→ **Task to complete**:
Can you set out every line of the material below as a Markdown table with the columns "Row" and "Line", numbering the rows and skipping blank lines? Leave the pictures out.

--*--

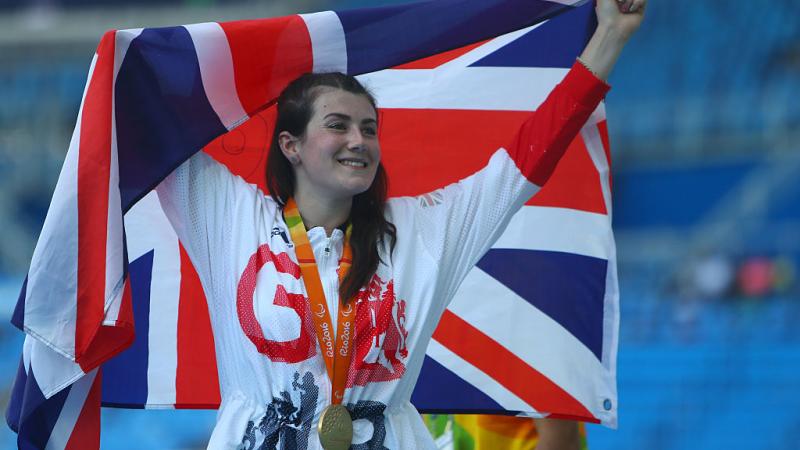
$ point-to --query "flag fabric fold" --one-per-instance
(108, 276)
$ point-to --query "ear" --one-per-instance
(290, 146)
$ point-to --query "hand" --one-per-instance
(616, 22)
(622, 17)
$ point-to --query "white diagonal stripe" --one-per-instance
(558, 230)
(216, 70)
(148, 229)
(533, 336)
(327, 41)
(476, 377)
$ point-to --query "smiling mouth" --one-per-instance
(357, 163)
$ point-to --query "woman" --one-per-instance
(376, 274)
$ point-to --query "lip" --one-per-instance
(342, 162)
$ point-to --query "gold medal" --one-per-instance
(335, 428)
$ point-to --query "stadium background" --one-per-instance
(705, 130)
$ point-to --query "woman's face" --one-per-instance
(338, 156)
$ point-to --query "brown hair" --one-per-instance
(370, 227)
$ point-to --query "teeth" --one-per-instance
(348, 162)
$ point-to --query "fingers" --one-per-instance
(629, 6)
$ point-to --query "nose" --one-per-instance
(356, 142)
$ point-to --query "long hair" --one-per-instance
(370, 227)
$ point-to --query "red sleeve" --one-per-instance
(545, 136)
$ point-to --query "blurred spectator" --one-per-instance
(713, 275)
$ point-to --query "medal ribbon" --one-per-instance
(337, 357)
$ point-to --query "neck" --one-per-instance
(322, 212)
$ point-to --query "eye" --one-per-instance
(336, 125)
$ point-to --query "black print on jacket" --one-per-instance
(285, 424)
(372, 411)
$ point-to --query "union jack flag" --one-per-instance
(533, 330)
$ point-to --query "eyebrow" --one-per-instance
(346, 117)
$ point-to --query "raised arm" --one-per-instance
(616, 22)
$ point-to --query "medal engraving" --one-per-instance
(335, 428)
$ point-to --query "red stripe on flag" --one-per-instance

--*--

→ **The reply**:
| Row | Line |
|---|---|
| 1 | $ point-to --query "flag fabric fold" --one-per-instance |
| 2 | (108, 276) |
| 3 | $ point-to --query "ear" --one-per-instance |
| 4 | (290, 146) |
| 5 | $ point-to --query "hand" --one-per-instance |
| 6 | (616, 22) |
| 7 | (622, 17) |
| 8 | $ point-to --query "white diagonal stripe" --one-per-instance |
| 9 | (558, 230) |
| 10 | (216, 70) |
| 11 | (148, 229) |
| 12 | (533, 336) |
| 13 | (327, 41) |
| 14 | (476, 377) |
| 15 | $ point-to --query "smiling mouth" --one-per-instance |
| 16 | (357, 163) |
| 17 | $ point-to --query "woman" --one-per-instance |
| 18 | (376, 274) |
| 19 | $ point-to --query "lip" --one-per-instance |
| 20 | (342, 162) |
| 21 | $ point-to --query "gold medal" --one-per-instance |
| 22 | (335, 428) |
| 23 | $ point-to --query "stadium background" --one-per-instance |
| 24 | (705, 130) |
| 25 | $ point-to --query "woman's face" --one-per-instance |
| 26 | (338, 156) |
| 27 | $ point-to --query "brown hair" --one-per-instance |
| 28 | (370, 227) |
| 29 | $ point-to --query "teeth" --one-per-instance |
| 30 | (348, 162) |
| 31 | $ point-to --query "fingers" --one-per-instance |
| 32 | (629, 6) |
| 33 | $ point-to --query "nose" --one-per-instance |
| 34 | (356, 142) |
| 35 | $ point-to --query "long hair" --one-per-instance |
| 36 | (370, 227) |
| 37 | $ point-to --query "red sleeve" --one-per-instance |
| 38 | (545, 136) |
| 39 | $ point-to --query "blurred spectator" --one-per-instance |
| 40 | (713, 275) |
| 41 | $ point-to --query "medal ribbon" --one-per-instance |
| 42 | (337, 357) |
| 43 | $ point-to --query "neck" --one-per-instance |
| 44 | (322, 212) |
| 45 | $ point-to --query "eye" --one-per-instance |
| 46 | (336, 125) |
| 47 | $ point-to --query "black print on jacket" --one-per-instance |
| 48 | (285, 424) |
| 49 | (372, 411) |
| 50 | $ point-to --query "union jack flag" --one-per-instance |
| 51 | (533, 330) |
| 52 | $ point-to --query "eyebrow" --one-per-instance |
| 53 | (346, 117) |
| 54 | $ point-to --query "raised arm" --one-per-instance |
| 55 | (616, 22) |
| 56 | $ point-to --query "medal engraving" --one-per-instance |
| 57 | (335, 428) |
| 58 | $ point-to --query "red stripe on flag" --one-per-instance |